Task details:
Filter the records, keeping every line that has the string "pole".
*** Exercise material ***
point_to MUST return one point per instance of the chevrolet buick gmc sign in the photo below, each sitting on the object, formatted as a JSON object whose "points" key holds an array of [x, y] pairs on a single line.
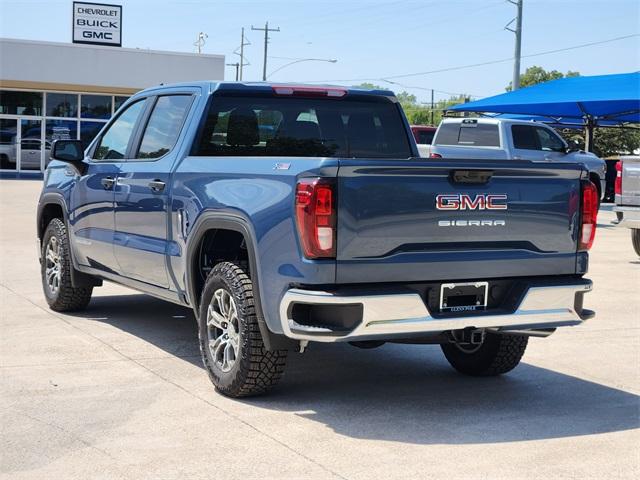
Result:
{"points": [[97, 24]]}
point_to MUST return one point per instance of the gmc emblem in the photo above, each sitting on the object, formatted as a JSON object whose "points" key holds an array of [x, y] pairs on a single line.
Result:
{"points": [[455, 201]]}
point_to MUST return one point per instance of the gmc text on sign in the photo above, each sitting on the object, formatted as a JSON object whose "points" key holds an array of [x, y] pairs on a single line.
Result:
{"points": [[97, 23]]}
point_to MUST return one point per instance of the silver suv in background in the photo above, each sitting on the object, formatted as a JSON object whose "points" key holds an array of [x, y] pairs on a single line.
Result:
{"points": [[508, 139]]}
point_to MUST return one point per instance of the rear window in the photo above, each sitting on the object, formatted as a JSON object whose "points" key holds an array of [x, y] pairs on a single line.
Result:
{"points": [[425, 136], [303, 127], [468, 134]]}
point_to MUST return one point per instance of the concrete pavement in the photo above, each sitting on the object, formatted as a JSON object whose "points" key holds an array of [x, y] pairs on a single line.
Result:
{"points": [[119, 391]]}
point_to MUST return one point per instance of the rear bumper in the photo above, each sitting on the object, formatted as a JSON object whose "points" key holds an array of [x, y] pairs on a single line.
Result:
{"points": [[405, 315], [630, 216]]}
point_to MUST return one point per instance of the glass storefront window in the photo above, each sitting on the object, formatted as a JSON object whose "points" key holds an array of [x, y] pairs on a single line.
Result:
{"points": [[88, 131], [118, 102], [31, 144], [62, 105], [58, 130], [95, 106], [20, 103], [8, 132]]}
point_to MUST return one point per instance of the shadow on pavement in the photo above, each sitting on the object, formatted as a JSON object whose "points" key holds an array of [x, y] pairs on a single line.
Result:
{"points": [[401, 393]]}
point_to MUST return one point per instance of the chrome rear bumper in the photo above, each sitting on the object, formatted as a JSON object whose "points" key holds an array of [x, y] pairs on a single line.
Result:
{"points": [[405, 315]]}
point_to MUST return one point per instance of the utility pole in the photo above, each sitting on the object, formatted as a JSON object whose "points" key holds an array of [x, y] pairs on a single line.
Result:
{"points": [[202, 39], [515, 83], [237, 65], [432, 106], [266, 30], [242, 45]]}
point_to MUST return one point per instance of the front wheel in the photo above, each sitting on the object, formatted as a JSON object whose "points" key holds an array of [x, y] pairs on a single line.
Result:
{"points": [[497, 354], [55, 270], [635, 239], [231, 345]]}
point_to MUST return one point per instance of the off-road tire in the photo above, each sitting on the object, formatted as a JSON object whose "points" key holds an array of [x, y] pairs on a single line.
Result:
{"points": [[635, 239], [256, 370], [498, 354], [67, 298]]}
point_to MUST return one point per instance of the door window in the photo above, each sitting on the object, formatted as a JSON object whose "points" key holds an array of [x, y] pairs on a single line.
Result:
{"points": [[524, 137], [549, 141], [114, 142], [468, 133], [531, 137], [164, 126]]}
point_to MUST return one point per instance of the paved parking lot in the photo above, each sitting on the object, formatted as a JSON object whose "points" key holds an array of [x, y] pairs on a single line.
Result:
{"points": [[119, 392]]}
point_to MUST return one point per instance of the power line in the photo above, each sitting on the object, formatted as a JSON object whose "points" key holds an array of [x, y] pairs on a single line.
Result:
{"points": [[491, 62]]}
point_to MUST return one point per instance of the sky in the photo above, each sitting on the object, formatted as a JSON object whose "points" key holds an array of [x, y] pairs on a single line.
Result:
{"points": [[372, 40]]}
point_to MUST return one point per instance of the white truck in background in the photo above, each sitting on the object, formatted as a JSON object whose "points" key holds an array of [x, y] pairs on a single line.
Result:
{"points": [[627, 195], [510, 139]]}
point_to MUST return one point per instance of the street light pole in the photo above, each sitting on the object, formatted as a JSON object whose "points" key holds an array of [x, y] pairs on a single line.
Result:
{"points": [[237, 65], [515, 83], [266, 30], [299, 60]]}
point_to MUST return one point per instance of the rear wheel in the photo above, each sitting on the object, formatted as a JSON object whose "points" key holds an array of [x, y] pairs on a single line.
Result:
{"points": [[231, 344], [55, 270], [496, 355], [635, 239]]}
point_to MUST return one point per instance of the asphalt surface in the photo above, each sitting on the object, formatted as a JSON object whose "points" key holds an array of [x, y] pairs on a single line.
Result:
{"points": [[118, 391]]}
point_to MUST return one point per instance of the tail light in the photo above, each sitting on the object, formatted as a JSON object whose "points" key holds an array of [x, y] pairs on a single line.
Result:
{"points": [[316, 217], [618, 184], [589, 215]]}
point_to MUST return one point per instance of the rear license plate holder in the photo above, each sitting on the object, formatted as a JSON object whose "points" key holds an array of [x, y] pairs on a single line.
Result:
{"points": [[463, 297]]}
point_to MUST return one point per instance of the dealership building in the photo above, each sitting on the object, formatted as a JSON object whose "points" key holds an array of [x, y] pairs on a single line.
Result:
{"points": [[70, 90]]}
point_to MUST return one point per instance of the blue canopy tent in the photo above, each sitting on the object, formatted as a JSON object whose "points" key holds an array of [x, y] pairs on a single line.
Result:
{"points": [[597, 101]]}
*** End of Exercise material ***
Response below:
point_to MUST return one point per instance of the utility pole in the photo above, each sitting on the object, formatted as a JSON object whose "points" key holds an array of [x, y] pairs on a single line.
point_to MUST return one point per instance of the street light pole in the photo above, each sitting on the object, formatted as a JSON object whose "points" key holds an array of [x, y] pairs on a single line.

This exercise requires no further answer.